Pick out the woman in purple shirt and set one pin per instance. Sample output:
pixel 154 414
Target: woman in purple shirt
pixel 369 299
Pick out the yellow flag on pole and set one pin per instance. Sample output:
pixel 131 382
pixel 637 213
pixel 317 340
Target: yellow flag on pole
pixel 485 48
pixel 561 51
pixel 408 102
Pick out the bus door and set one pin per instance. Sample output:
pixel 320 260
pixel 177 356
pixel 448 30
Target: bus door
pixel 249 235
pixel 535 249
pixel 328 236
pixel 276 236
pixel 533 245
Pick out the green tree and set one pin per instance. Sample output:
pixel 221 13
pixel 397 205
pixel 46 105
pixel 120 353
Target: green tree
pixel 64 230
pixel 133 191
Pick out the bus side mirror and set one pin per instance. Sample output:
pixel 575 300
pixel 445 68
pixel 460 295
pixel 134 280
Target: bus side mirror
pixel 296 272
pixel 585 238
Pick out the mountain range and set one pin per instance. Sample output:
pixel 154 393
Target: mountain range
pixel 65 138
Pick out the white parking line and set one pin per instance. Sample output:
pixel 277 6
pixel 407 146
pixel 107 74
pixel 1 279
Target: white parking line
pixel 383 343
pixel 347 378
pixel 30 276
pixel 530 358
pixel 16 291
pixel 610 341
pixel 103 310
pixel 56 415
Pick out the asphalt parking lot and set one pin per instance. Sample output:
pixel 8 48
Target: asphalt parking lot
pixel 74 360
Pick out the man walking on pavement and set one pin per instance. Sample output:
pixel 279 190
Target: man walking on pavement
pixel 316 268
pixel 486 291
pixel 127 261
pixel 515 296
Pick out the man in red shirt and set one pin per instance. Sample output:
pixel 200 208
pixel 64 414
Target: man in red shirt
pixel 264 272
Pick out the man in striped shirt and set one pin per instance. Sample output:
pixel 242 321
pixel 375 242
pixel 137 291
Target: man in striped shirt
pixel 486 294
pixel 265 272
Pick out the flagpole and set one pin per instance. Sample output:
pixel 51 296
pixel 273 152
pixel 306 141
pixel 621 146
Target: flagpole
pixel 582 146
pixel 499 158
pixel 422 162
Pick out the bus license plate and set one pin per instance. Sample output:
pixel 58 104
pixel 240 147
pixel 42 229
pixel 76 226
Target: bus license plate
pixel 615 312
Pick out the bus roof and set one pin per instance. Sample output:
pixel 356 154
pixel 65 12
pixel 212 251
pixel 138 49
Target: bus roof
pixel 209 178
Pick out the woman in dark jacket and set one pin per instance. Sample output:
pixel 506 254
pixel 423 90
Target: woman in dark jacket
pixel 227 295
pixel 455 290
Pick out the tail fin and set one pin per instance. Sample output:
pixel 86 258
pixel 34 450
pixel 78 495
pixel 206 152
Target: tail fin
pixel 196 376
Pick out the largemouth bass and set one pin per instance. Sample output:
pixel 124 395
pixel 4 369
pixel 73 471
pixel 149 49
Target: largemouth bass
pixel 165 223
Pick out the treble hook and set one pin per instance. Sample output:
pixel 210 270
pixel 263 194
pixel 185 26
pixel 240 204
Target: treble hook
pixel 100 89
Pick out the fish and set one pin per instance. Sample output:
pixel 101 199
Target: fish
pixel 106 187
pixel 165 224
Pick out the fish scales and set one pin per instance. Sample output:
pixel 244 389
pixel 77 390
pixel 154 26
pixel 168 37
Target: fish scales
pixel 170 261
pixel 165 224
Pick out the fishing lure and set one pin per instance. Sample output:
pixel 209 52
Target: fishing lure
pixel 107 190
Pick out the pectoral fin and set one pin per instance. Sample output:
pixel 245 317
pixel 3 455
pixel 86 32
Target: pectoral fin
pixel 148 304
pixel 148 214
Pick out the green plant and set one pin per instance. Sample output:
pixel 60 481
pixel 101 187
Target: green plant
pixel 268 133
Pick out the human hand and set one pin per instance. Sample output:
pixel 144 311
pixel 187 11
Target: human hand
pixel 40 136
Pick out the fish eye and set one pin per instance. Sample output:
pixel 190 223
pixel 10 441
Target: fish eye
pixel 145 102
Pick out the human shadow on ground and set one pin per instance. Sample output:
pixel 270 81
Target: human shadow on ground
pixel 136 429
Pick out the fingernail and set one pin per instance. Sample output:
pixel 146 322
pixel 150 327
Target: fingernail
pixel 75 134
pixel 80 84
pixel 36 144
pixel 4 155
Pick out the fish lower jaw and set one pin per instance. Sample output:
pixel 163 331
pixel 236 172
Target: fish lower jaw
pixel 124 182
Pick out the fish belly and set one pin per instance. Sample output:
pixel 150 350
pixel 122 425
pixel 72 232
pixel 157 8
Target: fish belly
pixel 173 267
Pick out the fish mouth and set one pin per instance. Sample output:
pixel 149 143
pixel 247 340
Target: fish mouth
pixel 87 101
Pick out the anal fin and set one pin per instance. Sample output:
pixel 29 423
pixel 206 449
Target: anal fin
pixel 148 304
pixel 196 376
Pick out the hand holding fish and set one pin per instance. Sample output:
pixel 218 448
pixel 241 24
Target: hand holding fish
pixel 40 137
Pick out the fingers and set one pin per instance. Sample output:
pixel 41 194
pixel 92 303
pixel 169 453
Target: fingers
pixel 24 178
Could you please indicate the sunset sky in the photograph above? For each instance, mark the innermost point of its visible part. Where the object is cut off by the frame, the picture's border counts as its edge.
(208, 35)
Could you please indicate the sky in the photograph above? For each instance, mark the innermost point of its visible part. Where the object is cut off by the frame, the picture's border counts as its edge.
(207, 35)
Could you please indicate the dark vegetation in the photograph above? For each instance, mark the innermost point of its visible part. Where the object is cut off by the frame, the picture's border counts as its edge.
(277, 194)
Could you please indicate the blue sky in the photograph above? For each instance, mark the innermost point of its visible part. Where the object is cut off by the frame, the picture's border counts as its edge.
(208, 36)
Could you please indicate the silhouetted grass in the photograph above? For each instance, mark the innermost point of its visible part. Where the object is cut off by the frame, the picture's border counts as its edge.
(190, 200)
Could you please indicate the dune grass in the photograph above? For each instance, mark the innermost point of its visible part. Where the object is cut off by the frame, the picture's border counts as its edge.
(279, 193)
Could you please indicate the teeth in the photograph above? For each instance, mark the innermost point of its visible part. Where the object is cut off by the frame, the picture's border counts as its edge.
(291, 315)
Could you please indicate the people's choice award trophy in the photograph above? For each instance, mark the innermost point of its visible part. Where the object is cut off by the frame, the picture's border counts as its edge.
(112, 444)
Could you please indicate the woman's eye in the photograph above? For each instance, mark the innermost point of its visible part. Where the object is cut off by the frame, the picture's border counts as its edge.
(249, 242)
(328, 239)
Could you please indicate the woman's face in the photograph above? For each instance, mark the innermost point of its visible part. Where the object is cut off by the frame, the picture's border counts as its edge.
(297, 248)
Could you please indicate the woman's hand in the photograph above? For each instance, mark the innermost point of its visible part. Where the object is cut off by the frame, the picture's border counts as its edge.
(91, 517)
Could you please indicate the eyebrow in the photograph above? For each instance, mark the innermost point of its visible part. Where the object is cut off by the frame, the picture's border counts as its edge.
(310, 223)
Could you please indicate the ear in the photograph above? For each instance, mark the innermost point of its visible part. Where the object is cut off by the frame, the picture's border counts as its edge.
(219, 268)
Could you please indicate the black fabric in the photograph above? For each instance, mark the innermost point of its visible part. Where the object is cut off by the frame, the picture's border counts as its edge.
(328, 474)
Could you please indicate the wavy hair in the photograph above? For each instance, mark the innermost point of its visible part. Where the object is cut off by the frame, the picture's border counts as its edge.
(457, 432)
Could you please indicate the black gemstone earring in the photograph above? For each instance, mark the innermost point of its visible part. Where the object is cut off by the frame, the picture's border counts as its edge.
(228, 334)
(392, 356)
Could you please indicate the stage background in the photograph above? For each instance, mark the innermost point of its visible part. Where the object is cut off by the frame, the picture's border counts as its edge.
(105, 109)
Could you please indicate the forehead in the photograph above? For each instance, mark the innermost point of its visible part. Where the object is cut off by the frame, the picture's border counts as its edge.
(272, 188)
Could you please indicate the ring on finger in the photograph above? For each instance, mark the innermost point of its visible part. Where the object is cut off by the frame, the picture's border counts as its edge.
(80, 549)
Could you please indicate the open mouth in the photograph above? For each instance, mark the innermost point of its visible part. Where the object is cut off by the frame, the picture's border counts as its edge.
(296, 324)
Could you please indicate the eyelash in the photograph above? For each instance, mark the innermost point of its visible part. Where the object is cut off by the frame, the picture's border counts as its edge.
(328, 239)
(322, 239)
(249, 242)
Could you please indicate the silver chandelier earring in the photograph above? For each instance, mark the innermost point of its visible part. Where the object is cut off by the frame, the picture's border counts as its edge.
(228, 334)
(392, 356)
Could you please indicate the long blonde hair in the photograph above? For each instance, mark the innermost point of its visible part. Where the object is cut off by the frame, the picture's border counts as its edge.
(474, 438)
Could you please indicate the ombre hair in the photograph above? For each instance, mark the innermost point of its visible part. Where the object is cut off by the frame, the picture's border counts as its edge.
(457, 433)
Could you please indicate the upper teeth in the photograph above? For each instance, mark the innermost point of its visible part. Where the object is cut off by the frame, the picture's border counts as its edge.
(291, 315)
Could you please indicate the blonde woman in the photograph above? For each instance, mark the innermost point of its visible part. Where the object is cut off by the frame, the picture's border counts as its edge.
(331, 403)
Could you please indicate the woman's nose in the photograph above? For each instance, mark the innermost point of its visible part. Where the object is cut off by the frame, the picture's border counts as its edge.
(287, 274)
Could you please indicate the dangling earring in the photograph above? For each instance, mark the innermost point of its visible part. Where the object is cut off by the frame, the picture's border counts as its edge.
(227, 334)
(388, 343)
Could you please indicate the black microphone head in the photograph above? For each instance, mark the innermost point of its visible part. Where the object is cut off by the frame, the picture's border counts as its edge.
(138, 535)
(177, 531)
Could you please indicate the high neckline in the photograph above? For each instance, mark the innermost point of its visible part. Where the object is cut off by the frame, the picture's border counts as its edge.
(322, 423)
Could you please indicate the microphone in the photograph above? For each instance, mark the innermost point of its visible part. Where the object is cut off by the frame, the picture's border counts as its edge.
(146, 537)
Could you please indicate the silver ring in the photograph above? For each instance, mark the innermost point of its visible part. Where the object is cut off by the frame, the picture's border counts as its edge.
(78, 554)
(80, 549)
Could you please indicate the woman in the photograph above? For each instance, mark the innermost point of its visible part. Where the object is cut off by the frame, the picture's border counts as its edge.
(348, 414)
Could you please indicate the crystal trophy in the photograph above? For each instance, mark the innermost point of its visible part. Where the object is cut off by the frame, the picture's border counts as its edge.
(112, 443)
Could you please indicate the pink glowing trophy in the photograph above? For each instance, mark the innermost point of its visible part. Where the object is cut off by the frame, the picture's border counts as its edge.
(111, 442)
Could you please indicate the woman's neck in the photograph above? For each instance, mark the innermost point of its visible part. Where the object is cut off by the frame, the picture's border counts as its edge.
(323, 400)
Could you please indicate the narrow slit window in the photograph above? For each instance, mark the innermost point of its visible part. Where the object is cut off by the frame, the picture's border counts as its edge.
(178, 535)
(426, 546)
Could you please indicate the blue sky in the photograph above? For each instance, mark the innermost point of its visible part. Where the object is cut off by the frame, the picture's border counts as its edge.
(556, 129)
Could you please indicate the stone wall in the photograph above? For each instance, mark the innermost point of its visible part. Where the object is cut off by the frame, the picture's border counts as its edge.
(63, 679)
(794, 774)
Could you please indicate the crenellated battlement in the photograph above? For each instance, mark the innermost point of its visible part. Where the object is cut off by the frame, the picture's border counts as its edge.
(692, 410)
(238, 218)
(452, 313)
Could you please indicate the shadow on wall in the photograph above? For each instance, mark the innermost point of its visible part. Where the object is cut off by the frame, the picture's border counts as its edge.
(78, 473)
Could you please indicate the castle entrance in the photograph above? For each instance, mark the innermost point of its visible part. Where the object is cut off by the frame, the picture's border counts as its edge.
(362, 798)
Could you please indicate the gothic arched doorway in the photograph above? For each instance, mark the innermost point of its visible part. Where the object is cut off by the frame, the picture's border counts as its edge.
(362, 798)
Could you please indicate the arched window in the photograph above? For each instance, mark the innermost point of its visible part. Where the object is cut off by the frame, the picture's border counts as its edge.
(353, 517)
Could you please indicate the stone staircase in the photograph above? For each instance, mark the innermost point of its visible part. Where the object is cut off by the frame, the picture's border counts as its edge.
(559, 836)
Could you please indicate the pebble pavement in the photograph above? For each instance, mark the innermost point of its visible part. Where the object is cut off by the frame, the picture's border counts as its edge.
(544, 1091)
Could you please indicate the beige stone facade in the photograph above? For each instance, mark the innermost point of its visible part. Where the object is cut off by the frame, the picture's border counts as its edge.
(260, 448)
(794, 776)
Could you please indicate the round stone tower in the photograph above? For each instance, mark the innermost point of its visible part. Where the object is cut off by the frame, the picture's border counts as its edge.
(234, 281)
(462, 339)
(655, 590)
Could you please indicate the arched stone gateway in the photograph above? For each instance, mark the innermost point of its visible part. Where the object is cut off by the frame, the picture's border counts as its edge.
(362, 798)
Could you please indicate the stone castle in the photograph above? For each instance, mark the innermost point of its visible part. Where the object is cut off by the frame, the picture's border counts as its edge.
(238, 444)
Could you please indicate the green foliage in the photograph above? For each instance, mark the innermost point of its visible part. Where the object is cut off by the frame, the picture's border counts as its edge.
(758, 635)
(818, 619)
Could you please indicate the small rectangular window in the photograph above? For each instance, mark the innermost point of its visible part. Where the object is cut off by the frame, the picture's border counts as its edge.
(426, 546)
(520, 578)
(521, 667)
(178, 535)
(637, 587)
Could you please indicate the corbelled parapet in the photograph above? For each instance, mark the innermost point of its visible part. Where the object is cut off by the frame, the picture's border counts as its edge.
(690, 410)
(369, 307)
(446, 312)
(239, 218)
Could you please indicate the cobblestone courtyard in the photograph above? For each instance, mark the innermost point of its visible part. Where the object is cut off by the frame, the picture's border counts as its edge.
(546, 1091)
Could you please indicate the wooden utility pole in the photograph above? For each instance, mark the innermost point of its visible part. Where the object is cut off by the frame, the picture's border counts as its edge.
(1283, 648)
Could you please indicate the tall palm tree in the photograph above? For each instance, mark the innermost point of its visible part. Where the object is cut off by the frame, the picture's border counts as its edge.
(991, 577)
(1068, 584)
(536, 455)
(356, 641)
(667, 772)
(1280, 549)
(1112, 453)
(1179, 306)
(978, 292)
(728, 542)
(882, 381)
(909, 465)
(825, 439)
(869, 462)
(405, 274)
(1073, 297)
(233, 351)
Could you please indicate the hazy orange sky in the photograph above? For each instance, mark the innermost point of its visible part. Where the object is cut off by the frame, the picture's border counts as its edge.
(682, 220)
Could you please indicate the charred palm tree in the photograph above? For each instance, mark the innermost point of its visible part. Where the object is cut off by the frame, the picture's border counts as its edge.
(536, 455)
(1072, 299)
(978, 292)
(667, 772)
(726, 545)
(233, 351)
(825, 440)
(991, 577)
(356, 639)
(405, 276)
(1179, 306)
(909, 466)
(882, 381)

● ● ●

**TASK ITEM**
Quote the data above from the line containing "pixel 621 146" to the line containing "pixel 101 187", inclusive, and stop.

**EXERCISE ANSWER**
pixel 621 146
Target: flagpole
pixel 582 146
pixel 499 158
pixel 422 162
Pick out the bus license plate and set one pin per instance. Sample output:
pixel 58 104
pixel 240 147
pixel 42 229
pixel 76 226
Target: bus license plate
pixel 615 312
Pick out the bus roof and set one pin per instance. Sample output:
pixel 356 154
pixel 65 12
pixel 212 251
pixel 138 49
Target: bus roof
pixel 209 178
Pick out the woman in dark jacket and set one pin per instance. Sample output:
pixel 506 254
pixel 423 90
Target: woman in dark jacket
pixel 227 295
pixel 455 290
Pick out the tail fin and set one pin per instance. Sample output:
pixel 86 258
pixel 34 450
pixel 78 495
pixel 206 152
Target: tail fin
pixel 196 376
Pick out the largemouth bass and set one pin per instance. Sample output:
pixel 124 395
pixel 4 369
pixel 73 471
pixel 149 49
Target: largemouth bass
pixel 165 223
Pick out the treble hook and set one pin per instance. Sample output:
pixel 210 270
pixel 263 194
pixel 185 26
pixel 240 204
Target: treble hook
pixel 100 89
Pick out the fish and set one pin per instance. Sample output:
pixel 101 199
Target: fish
pixel 106 187
pixel 165 224
Pick out the fish scales and set one pin per instance. Sample output:
pixel 244 389
pixel 77 390
pixel 154 26
pixel 168 37
Target: fish scales
pixel 170 261
pixel 165 224
Pick out the fishing lure and set one pin per instance. Sample output:
pixel 209 52
Target: fishing lure
pixel 107 190
Pick out the pectoral fin and set one pin per instance. Sample output:
pixel 245 317
pixel 3 455
pixel 86 32
Target: pectoral fin
pixel 148 304
pixel 148 214
Pick out the green plant and set one pin per instance. Sample output:
pixel 60 481
pixel 101 187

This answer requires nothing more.